Naftzinger v. Roth

93 Pa. 443 | Pa. | 1880

Mr. Justice Trunkey

delivered the opinion of the court, May 3d 1880.

Roth testifies: “ I made an agreement with Naftzinger in the spring of 1871. He said he was old; could no longer work; I should move, to his property; build house, barn and blacksmith-shop ; he wanted to live on the premises, and if I lived longer than he, I should have the property; he said he must live on the land, but if we could not live together and were quarrelsome, he would move away, and I must pay him the interest of §1500 as long as he lived. This was the agreement, and upon this I built. * * * He had reserved for him a room in the new house. Under this agreement I built on the premises, and I wanted to give him the board right away ; he did not take it long.” According to his testimony, he put up buildings and made improvements at a total cost of §3000 ; he commenced building in the spring of 1872 ; still has possession and has had the income to his own use ; after his house *448was partly built had talk with Naftzinger about papers, none were drawn up; in the beginning it was said there should be papers; he and Naftzinger quarreled; the latter told him he would not live there longer than five years; quit boarding with him, and gave him notice to quit possession, except of*so much of the ground as necessary for usé of the buildings. Roth has paid no interest, has demanded no writing, and has not been disturbed in the actual possession of any part of the premises. Since the spring of 1872, he has possessed and enjoyed all to which he was entitled by the contract, as proved by himself.

**WRITTEN TASKS:**
[1] According to Roth's testimony in the court opinion, what reason did Naftzinger give for wanting Roth to move onto his property? Please answer in one to three sentences.
[2] Proceed with the court opinion, writing on from its final sentence.

**COLLECTED MATERIAL:**
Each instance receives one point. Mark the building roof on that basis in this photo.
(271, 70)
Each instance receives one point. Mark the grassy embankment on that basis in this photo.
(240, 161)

**IN RESPONSE:**
[1] Naftzinger said he was old and could no longer work. He wanted Roth to move to his property and build a house, barn and blacksmith shop. Naftzinger also wanted to keep living on the premises himself.

[2]
Naftzinger’s testimony differs materially as to the consideration, he saying, that the $1500 were to be paid when he should require. Neither says they agreed as to writings, both say they were talked of — both agree that Roth should have the property, if he survived, but whether Naftzinger was to secure it to him by deed or will is as uncertain in the proofs as in the pleadings.

The plaintiff, being in the enjoyment of all that came within the contract, as he stated it, abandoned his claim for damages merely, and set up a claim for specific performance to be enforced by a conditional verdict and judgment. He has as little right to maintain this suit for specific execution of the contract, without showing precisely what the contract was, his own performance, and breach by defendant, as to recover the value of improvements of which he has not been dispossessed. In this state there is no doubt, that in a proper case, the rights of the parties under a parol contract for sale of land, may be settled in assumpsit; but the plaintiff must show that his right of action had accrued before its commencement. A defendant, sued by the holder of the legal title, may plead his equity to defeat recovery, or to secure a condition to the recovery, though not in position to maintain suit himself. Roth has a heavier burden than he would have, if sued by Naftzinger for recovery of the land.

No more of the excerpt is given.